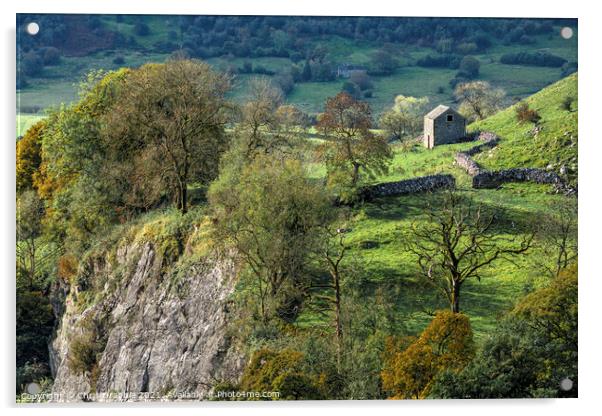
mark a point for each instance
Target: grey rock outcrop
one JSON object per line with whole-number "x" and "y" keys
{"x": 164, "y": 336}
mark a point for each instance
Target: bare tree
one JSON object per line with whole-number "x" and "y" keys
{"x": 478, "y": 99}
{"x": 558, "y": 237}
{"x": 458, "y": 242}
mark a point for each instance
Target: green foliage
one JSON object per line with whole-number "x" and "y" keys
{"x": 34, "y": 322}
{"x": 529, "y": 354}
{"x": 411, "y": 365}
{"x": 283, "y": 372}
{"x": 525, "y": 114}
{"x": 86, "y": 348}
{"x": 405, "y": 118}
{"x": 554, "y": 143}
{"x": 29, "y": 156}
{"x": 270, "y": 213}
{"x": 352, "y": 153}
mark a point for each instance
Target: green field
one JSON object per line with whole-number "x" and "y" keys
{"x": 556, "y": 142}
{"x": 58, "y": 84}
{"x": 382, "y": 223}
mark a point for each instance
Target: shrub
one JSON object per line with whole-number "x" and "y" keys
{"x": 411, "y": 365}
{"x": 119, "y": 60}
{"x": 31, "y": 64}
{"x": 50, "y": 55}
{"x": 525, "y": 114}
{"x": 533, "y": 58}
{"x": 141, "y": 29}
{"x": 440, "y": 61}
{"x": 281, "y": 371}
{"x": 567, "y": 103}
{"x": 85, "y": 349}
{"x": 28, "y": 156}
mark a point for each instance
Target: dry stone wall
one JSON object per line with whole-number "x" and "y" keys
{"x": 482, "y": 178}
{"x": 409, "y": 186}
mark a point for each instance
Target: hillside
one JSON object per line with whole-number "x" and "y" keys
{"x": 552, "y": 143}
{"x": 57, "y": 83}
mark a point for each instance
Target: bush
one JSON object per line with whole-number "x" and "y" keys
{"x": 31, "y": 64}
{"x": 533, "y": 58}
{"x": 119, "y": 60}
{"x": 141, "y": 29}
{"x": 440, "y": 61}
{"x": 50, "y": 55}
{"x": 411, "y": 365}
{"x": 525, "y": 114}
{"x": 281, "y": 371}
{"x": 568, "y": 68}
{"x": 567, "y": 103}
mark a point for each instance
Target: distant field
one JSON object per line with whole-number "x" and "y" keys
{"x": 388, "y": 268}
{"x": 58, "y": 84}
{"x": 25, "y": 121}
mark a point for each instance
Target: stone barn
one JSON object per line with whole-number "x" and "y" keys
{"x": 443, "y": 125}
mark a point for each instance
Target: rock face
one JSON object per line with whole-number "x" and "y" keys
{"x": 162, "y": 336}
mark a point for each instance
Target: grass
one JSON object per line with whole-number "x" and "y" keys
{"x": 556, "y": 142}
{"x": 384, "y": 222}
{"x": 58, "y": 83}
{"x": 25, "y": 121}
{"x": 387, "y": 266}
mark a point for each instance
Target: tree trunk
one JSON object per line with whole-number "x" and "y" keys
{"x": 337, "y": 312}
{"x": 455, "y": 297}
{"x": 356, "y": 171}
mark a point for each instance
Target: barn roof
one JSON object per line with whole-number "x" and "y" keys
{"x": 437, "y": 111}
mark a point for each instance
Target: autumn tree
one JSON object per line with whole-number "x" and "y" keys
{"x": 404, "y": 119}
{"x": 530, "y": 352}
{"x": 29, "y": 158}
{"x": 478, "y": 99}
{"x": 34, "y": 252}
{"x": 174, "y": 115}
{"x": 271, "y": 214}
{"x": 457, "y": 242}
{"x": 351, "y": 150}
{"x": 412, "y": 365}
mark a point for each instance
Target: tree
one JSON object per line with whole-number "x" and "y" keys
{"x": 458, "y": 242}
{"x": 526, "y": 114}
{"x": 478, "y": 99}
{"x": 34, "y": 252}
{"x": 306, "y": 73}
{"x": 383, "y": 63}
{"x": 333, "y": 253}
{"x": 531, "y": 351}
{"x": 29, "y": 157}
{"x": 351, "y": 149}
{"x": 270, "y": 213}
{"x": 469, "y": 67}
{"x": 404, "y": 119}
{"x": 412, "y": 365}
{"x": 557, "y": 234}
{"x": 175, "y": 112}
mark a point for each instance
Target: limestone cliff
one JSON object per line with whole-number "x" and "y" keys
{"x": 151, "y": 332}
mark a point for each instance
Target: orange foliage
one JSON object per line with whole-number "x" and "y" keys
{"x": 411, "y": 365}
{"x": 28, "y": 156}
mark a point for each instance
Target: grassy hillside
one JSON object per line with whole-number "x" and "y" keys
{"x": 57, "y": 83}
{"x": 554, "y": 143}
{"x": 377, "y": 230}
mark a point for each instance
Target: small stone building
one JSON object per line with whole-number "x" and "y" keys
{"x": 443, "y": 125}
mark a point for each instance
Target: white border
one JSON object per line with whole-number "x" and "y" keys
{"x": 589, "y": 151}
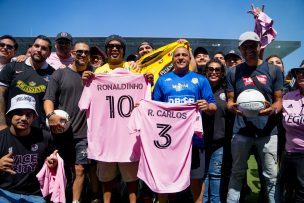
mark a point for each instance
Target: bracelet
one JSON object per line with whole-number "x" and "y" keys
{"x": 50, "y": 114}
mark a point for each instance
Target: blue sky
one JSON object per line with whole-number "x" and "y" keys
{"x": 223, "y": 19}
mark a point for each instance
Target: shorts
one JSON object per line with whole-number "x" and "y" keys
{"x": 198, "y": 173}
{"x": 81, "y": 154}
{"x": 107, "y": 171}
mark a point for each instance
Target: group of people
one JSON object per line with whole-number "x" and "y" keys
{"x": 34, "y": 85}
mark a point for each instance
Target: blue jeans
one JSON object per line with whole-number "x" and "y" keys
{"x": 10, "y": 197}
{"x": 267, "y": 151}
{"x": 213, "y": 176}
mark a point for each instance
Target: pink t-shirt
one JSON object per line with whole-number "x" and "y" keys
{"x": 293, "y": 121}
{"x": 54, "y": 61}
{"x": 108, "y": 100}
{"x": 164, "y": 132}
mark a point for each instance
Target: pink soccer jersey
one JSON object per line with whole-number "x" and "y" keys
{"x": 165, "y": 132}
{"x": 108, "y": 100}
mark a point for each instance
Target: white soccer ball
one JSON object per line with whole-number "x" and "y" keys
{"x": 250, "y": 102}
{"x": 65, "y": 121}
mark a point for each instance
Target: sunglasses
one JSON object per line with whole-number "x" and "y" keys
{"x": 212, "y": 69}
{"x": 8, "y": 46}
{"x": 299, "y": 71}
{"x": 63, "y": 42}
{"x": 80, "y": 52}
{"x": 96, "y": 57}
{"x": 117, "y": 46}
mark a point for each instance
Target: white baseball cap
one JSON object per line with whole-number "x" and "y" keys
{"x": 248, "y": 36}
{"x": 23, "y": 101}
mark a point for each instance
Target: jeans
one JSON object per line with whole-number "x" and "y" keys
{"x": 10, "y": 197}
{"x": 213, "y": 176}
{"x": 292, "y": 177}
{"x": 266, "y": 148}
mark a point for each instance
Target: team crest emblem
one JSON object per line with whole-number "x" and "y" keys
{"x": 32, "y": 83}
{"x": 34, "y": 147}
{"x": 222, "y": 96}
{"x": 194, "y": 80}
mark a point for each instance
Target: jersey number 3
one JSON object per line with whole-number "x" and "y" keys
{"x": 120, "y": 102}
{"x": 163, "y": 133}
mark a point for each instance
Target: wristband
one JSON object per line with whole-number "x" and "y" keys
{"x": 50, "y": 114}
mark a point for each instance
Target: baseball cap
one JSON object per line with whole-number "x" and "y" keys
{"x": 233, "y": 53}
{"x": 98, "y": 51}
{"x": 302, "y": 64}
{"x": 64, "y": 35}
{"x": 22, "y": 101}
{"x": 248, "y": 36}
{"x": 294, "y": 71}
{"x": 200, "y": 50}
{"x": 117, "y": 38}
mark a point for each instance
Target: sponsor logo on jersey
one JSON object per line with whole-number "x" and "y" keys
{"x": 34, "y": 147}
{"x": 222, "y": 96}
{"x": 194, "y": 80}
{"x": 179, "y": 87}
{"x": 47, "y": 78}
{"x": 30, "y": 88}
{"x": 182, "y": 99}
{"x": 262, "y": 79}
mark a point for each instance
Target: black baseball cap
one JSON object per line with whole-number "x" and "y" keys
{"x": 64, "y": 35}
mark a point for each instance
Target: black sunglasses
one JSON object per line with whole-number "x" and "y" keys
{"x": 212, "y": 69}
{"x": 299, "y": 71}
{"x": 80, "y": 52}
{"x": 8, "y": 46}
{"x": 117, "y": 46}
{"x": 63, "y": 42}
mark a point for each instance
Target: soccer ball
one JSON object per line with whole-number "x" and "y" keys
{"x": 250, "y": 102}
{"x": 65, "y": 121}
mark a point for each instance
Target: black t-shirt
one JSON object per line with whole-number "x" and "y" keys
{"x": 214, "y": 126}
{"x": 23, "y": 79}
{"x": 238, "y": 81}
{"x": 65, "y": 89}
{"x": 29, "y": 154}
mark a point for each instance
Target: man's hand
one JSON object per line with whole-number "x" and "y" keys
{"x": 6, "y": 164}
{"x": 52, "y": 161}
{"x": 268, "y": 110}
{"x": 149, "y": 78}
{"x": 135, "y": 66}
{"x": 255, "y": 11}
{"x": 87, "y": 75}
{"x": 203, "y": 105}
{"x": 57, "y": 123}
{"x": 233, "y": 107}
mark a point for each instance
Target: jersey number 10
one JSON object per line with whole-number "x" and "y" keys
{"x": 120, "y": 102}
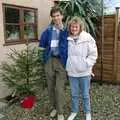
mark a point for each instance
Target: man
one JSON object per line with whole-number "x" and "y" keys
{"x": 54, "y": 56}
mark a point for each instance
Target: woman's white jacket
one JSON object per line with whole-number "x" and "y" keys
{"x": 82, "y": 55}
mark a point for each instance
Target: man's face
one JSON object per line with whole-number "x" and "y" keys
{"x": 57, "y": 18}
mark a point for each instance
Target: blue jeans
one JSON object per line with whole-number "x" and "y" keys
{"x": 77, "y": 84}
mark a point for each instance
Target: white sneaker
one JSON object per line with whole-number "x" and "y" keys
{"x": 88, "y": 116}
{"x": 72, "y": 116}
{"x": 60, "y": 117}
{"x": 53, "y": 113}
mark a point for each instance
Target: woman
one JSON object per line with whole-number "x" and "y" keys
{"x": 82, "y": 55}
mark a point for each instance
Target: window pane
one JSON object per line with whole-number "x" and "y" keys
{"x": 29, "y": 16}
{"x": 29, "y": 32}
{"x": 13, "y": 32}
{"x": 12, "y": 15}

= = = = =

:: WHAT THE TASK ASKS ::
Filter the material for the word "hillside" and copy each matching line.

:: SOLUTION TO THE EXERCISE ::
Target: hillside
Target: grassy hillside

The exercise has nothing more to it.